** Texto **
######

Cultura

Bairros do destino

Diário da Manhã

Publicado em 18 de junho de 2016 às 03:42 | Atualizado há 7 dias

Poucas invenções do ser humano conseguem ser tão intrigantes como um cemitério. Lembro até hoje do dia em que pisei no Cemitério Parque pela primeira vez, ain­da na infância. Era impressio­nante ver todo aquele mar de cruzes e imaginar que cada uma delas representa a mor­te de uma pessoa que deixou de existir, assim como eu dei­xarei um dia. Eles são capazes de nos trazer inúmeras sensa­ções: medo, saudade, tristeza, finitude, paz. Há quem os per­ceba como locais agradáveis para refletir a existência. Há os que preferem evitá-los por vários motivos. Tem ainda os que encaram como uma ex­periência estética. Nesta ma­téria, o leitor é convidado a observar a composição visu­al dos cenários que guardam os corpos dos mortos de nossa Capital.

SANTANA

O cemitério mais antigo da Capital, localizado no Setor Campinas, foi construído em 1939 e hoje é tombado como pa­trimônio histórico e cultural da cidade. Sua entrada contém for­tes traços de art déco, estilo que norteou as primeiras edificações de Goiânia. Adentrando, a pri­meira coisa que chama a aten­ção é a grande quantidade de mausoléus que contrastam épocas e variam em ta­manho e quantidade de detalhes. Existem mui­tas estátuas religiosas carregadas de expressi­vidade, capazes de nos transportar para ca­madas mentais que gritam caladas sobre o silên­cio eterno que elas representam. A delicadeza de algumas cons­truções chama tanto a atenção que um projeto lançado pela pre­feitura em 2015 pretende trans­formar o cemitério em um ponto turístico da cidade.

A missão é dar ao cemitério um status de museu a céu aberto, título que não seria indigno ten­do em vista a riqueza das estátu­as e das casinhas. Casi­nhas essas capazes de impressionar crianças e adultos. Várias per­sonalidades marcan­tes da história da cidade estão en­terradas no Santa­na: Pedro Ludovico Teixeira, fundador de Goiânia, e sua esposa Gercina Borges, o poeta Léo Lynce, o jornalista Jai­me Câmara, o primeiro prefeito de Goiânia, Venerando Freitas Borges, entre outros. A impres­são inicial é de que é um cemité­rio bem cuidado, pois havia aca­bado de sair do Cemitério Parque Municipal, que colocou diante dos meus olhos várias coisas que não esperava ver. Digamos que o Cemitério Santana é o mais poé­tico de todos.

PARQUE

Sem dúvidas, o mais intrigan­te de todos. São cerca de qua­tro alqueires e meio rodeados por pequenos muros brancos. Ao longe, o monumento pontia­gudo de concreto se destaca em meio aos túmulos de mais de 210 mil pessoas que deixaram de existir. As lápides são dez vezes mais simples que as do Cemité­rio Santana. A “ala dos indigen­tes” chama a atenção por con­seguir ser ainda mais simplória que as outras. Cruzes que bro­tam da terra e pronto – sem no­mes, sem datas, sem nada. Na beirada dos caminhos traçados de forma confusa, pude identifi­car pelo menos algumas dezenas de túmulos violados e visivel­mente vazios, além de emara­nhados de lixo com restos de cai­xões apodrecidos. A dimensão do cemitério impressiona, é real­mente um mar de túmulos.

######

** Material de dados **
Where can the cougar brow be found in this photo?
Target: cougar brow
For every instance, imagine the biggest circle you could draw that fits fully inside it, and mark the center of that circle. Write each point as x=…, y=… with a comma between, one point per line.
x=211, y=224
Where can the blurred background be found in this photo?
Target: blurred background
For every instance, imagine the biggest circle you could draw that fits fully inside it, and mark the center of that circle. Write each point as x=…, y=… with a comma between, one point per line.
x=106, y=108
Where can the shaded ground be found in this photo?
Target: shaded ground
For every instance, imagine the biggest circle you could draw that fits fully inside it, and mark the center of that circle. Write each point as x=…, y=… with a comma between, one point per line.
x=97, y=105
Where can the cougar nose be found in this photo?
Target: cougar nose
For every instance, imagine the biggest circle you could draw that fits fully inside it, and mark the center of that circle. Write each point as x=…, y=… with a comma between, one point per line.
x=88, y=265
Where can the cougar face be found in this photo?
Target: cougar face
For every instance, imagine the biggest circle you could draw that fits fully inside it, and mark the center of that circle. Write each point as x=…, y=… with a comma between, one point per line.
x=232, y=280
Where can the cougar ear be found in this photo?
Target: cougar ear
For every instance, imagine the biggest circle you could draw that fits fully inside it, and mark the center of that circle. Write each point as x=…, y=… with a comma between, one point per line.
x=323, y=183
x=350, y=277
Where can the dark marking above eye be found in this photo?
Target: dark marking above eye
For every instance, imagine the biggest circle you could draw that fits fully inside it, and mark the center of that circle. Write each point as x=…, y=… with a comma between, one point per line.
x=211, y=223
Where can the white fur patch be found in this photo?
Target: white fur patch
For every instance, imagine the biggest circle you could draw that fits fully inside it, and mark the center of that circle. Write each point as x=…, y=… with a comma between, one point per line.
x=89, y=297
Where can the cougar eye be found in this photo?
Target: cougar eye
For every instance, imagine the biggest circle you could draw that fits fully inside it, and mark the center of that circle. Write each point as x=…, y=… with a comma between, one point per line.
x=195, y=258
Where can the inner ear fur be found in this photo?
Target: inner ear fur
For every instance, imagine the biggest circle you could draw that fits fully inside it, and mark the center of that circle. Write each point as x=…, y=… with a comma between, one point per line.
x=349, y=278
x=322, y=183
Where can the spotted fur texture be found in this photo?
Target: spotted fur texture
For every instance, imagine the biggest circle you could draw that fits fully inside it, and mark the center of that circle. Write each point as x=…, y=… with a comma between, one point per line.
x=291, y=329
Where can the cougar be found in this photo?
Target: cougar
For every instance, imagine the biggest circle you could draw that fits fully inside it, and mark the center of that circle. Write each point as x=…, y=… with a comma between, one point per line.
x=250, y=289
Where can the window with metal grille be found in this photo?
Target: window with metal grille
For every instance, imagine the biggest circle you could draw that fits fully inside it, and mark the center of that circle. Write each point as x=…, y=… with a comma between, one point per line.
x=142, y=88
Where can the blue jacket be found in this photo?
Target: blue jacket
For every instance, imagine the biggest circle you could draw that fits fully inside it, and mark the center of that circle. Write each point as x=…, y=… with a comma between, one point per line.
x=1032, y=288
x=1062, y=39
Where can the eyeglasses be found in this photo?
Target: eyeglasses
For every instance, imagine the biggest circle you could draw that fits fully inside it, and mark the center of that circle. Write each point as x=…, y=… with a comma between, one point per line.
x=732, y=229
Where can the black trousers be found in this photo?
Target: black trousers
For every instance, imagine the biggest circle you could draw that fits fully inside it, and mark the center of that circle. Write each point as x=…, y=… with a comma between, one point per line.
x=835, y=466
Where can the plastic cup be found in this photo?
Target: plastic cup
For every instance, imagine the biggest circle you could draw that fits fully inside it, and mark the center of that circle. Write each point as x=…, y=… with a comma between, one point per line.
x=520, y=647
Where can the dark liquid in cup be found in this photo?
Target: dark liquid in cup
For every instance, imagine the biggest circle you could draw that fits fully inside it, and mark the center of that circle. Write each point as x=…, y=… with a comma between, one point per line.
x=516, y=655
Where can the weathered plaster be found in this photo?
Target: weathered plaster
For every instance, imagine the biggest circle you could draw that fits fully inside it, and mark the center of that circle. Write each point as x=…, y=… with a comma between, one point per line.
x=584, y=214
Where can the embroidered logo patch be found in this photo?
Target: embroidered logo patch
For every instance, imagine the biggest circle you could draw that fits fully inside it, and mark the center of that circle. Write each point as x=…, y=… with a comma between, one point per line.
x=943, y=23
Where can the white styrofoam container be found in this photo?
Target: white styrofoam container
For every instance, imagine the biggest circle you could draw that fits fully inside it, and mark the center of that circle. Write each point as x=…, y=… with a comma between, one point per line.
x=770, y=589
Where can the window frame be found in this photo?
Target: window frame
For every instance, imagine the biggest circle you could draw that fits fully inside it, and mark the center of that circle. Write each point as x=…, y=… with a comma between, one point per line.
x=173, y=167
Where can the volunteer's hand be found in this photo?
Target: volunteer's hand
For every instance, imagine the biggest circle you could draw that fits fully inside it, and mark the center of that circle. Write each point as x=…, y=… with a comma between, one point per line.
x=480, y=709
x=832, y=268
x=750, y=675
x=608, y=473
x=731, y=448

######

** Tarefa proposta 1 **
Com base na matéria sobre os cemitérios de Goiânia, responda:
(a) Em que ano foi construído o Cemitério Santana?
(b) Quem é apontado como fundador de Goiânia entre as personalidades enterradas no Santana?
(c) Segundo a matéria, quantas pessoas estão enterradas no Cemitério Parque?
** Tarefa proposta 2 **
Traduza para o inglês esta frase da matéria sobre os cemitérios de Goiânia: "Digamos que o Cemitério Santana é o mais poético de todos."
** Tarefa proposta 3 **
Prossiga com a matéria sobre os cemitérios de Goiânia a partir da última frase apresentada.

** Resultado 1 **
(a) Em 1939.
(b) Pedro Ludovico Teixeira.
(c) Mais de 210 mil pessoas.

** Resultado 2 **
Let's say that Santana Cemetery is the most poetic of all.

** Resultado 3 **
Ao contrário do Santana, não existe toda aquela pompa nas re­duzidas lápides de concreto, al­gumas com revestimento de ce­râmica, outras completamente degradadas. É conhecido por ser “popular”. A locomoção dentro do cemitério é um pouco com­plicada. Os caminhos confusos, e para chegar a algumas lápides é preciso quase pisar em outras. Uma das cenas mais memorá­veis da qual o Parque foi palco acon­teceu em 1987, du­rante o funeral da menina Leide das Neves, que se deu em meio a pedras e pro­testos de moradores em pâni­co com medo de contaminação por césio. Leide foi enterrada em um caixão de chumbo. É impos­sível entrar no Parque sem lem­brar da história da criança, que repercutiu – e ainda repercute – dentro e fora do Brasil.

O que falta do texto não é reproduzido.